Document.
— START —
I was thinking about this as I watched the film 8 Mile for the fifth time yesterday. This guy gets screwed and screwed and screwed and finally in the climactic rap battle he does not choke, but tells off the primary antagonist. The line that specifically gives me the chills is when Eminem goes up to the dude and says "Don't ever try to judge me dude, you don't know what the fuck I've been through".

Whew. First off, great use of the word "fuck". The timing, the emphasis; it all comes together quite beautifully. The word "fuck" is able to express a certain degree of pain and anguish.

No one is quite certain what the true origins of the word "fuck" are, but many believe they arise from the German "ficken", meaning "to strike". Regardless, the contemporary meaning of the word can be anything, and it truely has become one of the most versatile in the English language.
— END —
Work to complete.
1) In the passage about 8 Mile and profanity, which German word do many believe "fuck" comes from, and what does it mean?
2) Resume the passage about 8 Mile and profanity from its last sentence and carry it forward.

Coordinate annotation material
— START —
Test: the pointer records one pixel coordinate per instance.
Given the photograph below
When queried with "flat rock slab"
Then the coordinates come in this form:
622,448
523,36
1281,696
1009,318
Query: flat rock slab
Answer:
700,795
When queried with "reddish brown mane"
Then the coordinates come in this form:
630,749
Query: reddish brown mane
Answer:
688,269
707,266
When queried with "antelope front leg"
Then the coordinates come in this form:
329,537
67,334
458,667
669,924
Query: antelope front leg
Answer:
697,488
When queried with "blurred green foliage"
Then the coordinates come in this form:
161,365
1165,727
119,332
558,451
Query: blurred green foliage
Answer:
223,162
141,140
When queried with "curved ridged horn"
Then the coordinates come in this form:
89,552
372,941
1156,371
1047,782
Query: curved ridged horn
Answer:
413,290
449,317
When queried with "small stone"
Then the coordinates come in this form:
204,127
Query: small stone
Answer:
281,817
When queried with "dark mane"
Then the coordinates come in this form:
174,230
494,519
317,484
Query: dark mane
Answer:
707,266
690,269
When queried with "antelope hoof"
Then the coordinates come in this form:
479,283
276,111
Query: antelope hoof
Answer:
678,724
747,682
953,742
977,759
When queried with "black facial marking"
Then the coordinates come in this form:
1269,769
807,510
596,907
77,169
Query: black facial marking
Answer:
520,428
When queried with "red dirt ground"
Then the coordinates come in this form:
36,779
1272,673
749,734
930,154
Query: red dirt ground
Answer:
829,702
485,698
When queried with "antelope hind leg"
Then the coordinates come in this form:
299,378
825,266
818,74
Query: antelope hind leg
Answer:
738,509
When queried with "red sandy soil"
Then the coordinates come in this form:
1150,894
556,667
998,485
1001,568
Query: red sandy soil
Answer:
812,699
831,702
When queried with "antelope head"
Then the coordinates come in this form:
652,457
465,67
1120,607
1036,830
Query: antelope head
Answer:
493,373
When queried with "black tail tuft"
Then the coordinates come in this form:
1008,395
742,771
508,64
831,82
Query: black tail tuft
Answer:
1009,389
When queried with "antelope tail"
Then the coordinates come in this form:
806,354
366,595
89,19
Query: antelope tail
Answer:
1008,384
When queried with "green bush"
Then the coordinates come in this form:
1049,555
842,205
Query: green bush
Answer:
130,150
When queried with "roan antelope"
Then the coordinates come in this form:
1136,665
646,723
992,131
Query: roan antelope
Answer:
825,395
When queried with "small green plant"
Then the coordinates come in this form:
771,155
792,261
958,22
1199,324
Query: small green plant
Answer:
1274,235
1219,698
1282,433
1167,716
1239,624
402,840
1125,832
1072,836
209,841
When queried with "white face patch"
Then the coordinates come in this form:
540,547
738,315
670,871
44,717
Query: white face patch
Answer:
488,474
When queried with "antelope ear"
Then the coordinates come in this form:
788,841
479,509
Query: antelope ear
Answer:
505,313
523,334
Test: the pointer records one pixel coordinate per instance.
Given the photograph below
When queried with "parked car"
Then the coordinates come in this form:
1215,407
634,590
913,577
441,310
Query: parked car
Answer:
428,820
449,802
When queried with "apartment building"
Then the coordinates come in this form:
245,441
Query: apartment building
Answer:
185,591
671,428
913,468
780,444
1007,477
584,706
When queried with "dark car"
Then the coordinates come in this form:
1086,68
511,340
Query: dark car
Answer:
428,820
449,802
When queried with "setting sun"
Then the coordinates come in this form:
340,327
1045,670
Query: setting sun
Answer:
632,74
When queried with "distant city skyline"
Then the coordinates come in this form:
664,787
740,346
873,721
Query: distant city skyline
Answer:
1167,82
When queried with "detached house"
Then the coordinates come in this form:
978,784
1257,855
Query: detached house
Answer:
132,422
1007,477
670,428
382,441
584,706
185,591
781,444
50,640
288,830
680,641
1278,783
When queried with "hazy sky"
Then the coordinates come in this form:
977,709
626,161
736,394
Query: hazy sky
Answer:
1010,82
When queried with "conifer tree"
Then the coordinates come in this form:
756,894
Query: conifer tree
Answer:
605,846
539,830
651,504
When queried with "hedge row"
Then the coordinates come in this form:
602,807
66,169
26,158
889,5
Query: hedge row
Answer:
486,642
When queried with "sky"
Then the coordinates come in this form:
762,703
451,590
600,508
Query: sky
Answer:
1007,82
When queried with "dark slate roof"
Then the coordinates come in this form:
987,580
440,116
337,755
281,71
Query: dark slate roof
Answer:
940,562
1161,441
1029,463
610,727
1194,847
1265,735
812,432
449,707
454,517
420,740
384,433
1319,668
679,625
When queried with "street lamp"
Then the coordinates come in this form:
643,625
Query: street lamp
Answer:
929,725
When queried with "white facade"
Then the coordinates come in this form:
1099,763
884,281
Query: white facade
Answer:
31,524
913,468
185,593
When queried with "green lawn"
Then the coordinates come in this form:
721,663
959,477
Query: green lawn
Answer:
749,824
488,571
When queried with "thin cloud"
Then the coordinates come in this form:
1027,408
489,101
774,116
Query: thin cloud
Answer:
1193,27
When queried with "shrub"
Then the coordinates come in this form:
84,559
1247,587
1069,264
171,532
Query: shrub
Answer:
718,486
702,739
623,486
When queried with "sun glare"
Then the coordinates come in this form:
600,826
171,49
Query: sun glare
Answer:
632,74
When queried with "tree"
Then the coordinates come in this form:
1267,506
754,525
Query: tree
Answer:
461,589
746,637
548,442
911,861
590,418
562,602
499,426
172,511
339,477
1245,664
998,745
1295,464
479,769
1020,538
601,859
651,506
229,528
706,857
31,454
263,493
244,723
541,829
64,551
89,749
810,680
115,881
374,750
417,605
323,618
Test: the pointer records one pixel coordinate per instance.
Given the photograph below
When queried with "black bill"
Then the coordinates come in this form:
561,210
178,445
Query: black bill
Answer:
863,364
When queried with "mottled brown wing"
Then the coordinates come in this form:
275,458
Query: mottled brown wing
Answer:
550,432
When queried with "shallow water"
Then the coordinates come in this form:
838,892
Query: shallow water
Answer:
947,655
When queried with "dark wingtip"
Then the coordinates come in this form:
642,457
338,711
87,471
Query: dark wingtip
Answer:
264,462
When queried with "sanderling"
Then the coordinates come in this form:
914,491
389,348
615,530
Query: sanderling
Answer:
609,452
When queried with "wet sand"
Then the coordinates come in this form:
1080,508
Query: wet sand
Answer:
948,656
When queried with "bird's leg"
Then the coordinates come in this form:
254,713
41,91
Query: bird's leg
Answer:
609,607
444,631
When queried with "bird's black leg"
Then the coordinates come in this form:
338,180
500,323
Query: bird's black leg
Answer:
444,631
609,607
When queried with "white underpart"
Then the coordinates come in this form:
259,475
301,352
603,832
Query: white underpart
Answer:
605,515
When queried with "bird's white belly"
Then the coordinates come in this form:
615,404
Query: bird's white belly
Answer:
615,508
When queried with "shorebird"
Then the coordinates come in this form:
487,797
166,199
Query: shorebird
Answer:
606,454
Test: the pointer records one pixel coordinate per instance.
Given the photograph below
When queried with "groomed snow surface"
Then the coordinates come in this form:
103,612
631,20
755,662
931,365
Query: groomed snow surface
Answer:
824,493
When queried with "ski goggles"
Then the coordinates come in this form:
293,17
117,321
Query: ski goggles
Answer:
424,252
— END —
Answers to the exercise.
1) "Ficken," meaning "to strike."

2)
I haven't listened to So-Cal punk band The Ataris for quite some time, but in high school they had one song that I found extremely affecting, if only for the inclusion of the word "fuck". The song was called "Angry Nerd Rock". It began with a dark, bubbling bass line building tension as the singer told a tale of social isolation. He was "stuck inside of someone else's dream", as if his life had turned out perfect by any casual observation -- he's in a successful rock group, he's enjoying himself with his friends. But there's the anonymous authority figure, or perhaps a friend just trying to help him get out of his funk. He complains that everything is the same as it's always been, just "different faces, different names". The cliche of the line isn't as important as the fact that it feels real, it feels like he's honestly needs to get out of this life that he leads.

It finally boils down to the intense climax of the song, all instruments finally blazing forward dull-throttle when he shouts "I don't have to listen to you, so don't you fucking tell me what to do". Is this the angsty statement of a teen yelling at his dad for not giving him the car keys. The fact that this guy is in his twenties and has a kid leads me to think this is more than that. But what is particularly interesting is his use of the word "fuck". It conveys the anger in ways that simply shouting could not. "Don't you fucking tell me what to do".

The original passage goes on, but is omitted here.